Problem:
Write out the items again, starting at the line that contains "Capability: given any image, detect where the metal" and ending at the line that contains "[[152, 50, 215, 96]]", and substitute "lock" for each occurrence of "padlock" while leaving everything else unchanged.

Extracted entries:
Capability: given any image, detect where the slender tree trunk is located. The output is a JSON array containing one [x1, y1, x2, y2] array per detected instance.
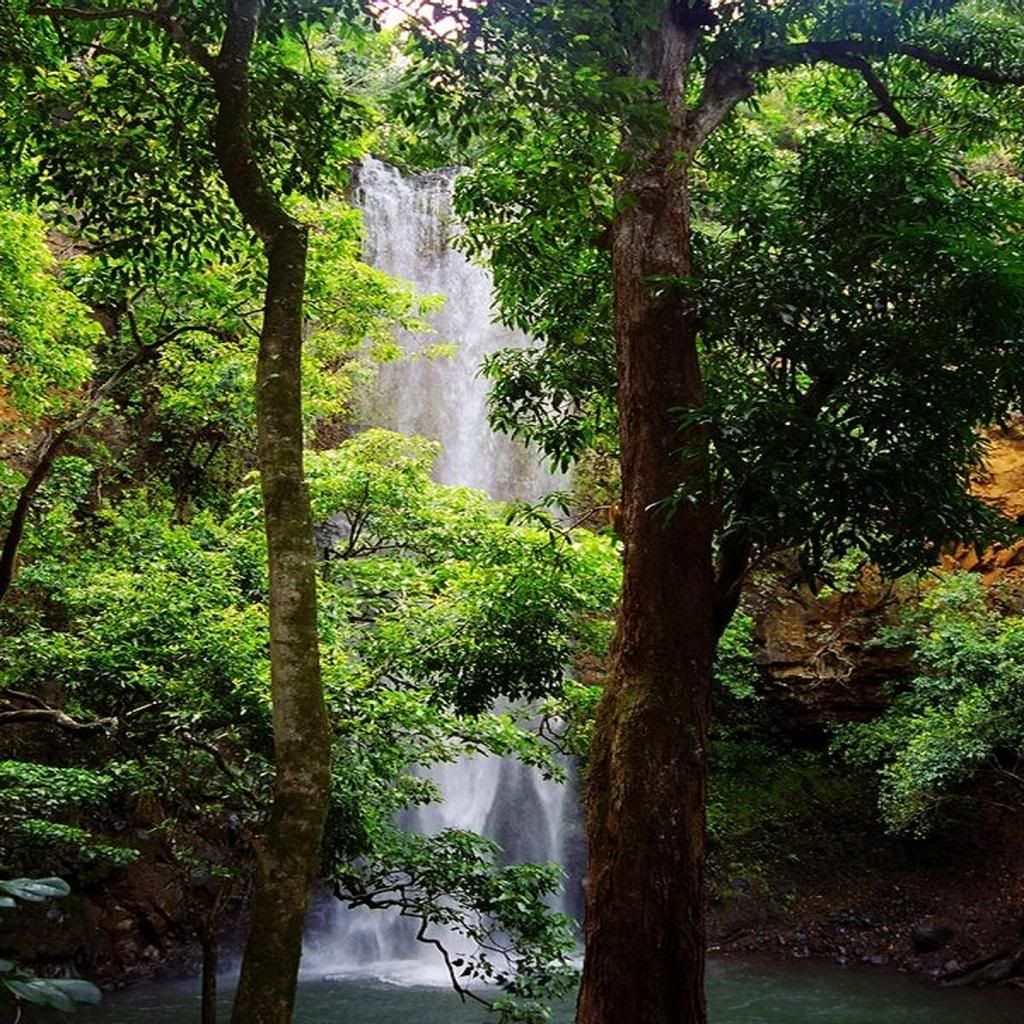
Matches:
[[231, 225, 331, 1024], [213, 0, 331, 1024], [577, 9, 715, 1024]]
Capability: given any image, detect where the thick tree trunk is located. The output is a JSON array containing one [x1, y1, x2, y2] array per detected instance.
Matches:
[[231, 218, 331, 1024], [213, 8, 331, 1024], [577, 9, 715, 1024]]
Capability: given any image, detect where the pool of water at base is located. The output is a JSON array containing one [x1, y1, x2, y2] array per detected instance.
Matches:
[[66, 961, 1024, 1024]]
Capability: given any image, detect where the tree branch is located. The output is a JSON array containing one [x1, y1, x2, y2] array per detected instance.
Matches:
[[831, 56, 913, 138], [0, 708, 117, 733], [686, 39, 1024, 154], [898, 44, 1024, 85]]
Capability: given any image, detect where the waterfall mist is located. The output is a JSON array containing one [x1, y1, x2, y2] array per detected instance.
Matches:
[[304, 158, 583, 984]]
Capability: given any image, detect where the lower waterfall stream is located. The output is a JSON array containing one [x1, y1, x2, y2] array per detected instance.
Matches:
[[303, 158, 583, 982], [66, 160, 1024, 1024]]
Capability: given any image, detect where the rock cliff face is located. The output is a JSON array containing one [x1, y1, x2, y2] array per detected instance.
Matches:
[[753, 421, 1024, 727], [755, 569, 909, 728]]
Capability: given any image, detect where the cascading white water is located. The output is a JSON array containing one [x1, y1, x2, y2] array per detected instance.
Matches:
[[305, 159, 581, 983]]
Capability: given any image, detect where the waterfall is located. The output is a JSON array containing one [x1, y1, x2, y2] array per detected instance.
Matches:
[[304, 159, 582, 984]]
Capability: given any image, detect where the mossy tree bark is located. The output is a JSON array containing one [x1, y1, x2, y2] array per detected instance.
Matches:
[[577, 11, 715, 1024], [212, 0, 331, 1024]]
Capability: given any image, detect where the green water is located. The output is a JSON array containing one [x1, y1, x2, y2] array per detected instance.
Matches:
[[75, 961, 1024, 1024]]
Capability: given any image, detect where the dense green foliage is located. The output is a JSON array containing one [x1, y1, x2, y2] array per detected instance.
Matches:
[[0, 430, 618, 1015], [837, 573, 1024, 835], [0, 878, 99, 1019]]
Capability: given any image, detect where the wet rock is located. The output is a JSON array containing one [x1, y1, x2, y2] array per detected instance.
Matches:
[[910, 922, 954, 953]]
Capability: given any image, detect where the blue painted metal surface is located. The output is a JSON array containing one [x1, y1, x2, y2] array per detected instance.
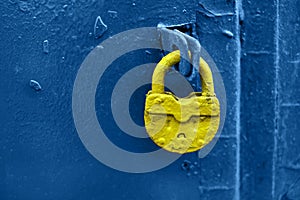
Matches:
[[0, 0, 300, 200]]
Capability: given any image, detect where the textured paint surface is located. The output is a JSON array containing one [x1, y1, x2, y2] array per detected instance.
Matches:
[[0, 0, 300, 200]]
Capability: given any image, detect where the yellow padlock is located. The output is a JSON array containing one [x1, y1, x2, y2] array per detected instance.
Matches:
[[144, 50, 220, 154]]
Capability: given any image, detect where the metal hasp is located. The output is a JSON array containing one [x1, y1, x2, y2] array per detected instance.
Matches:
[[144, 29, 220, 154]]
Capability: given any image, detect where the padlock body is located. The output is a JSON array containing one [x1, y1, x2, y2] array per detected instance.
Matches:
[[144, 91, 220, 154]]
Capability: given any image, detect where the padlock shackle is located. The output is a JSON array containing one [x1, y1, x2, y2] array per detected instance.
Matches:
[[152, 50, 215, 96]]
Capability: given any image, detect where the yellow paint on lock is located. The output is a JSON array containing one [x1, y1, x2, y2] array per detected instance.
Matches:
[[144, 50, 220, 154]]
---
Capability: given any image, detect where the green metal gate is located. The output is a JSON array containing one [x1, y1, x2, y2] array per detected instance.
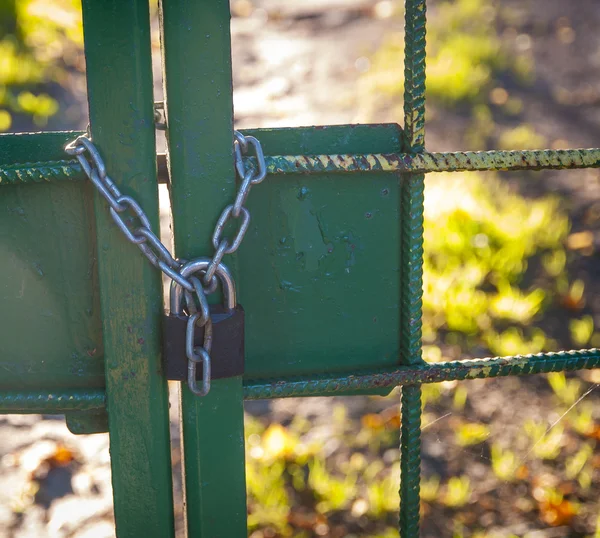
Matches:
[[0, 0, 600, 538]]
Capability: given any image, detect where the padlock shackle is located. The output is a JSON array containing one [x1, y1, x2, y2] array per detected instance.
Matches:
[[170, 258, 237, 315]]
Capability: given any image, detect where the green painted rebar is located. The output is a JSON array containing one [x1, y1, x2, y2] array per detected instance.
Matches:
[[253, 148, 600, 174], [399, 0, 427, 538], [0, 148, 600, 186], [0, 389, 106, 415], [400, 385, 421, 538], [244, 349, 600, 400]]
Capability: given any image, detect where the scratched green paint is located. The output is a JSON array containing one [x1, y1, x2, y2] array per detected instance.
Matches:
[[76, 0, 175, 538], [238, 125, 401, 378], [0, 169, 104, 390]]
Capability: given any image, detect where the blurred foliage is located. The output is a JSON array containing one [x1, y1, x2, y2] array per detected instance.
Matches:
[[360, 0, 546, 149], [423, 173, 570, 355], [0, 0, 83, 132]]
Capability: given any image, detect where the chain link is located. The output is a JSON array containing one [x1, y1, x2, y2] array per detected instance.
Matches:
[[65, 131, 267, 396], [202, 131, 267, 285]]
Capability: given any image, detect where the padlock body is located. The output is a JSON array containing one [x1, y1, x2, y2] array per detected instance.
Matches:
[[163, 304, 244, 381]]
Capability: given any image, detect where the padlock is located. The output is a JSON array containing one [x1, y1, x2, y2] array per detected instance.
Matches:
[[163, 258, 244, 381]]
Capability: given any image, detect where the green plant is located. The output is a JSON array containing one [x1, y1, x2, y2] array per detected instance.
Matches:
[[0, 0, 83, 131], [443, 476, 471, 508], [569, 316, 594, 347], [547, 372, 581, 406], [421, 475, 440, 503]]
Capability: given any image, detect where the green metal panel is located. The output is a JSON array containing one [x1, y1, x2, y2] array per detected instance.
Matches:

Output for this exercise:
Capability: given any image, detect where the metal hasp is located. The output is a JSON array containing one [x1, y1, x2, y2] array per detected instance.
Matches:
[[144, 29, 220, 154]]
Capability: given any image, detect where the lock body is located. The output is a JSON array containing one [x1, y1, x2, y2] array per detected instance.
Matches:
[[144, 91, 220, 154]]
Capability: given any image, detect where the lock shackle is located. The output is a JSON array containing one [x1, y1, x2, y2] array per detected instance.
Matches:
[[152, 50, 215, 96]]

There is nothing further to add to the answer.